Why search just mail? If you store your mail as files and put in place
a search engine, the views and searches you want to make will work
for it all.

On 11/1/05, [EMAIL PROTECTED] <[EMAIL PROTECTED]> wrote:
> > on the other hand, what is the downside of keeping one message
> > per file? the upside is that no indexing is required.
>
> i'd say that an advantage of going for an indexed scheme is that one
> could potentially index attributes other than message number.
>
> i've never got around to biting the bullet on this, but i've long
> thought that it would be very nice to have a version of upas/fs which
> could offer different views onto the same mailbox.  one could
> implement a clone-file style filesystem where each line directory
> holds a some subset of the messages in the overall mailbox, determined
> by writing a control message, e.g.  a regexp restriction on a given
> header line.  suitable indexing, and a little extra acme support could
> make this a smooth experience.

◇ ◇ ◇ ◇ ◇

**Short problem 1:** Please quote the mail post word for word, starting with the words "Why search just" and ending after "indexing is required.".
**Short problem 2:** In the mail post, what upside of keeping one message per file is given?

**Available data:**

◇ ◇ ◇ ◇ ◇

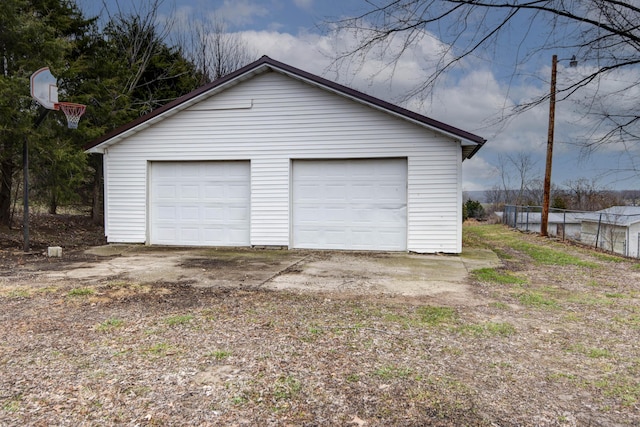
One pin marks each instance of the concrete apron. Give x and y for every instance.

◇ ◇ ◇ ◇ ◇

**Correct output 1:**
Why search just mail? If you store your mail as files and put in place
a search engine, the views and searches you want to make will work
for it all.

On 11/1/05, [EMAIL PROTECTED] <[EMAIL PROTECTED]> wrote:
> > on the other hand, what is the downside of keeping one message
> > per file? the upside is that no indexing is required.

**Correct output 2:** No indexing is required.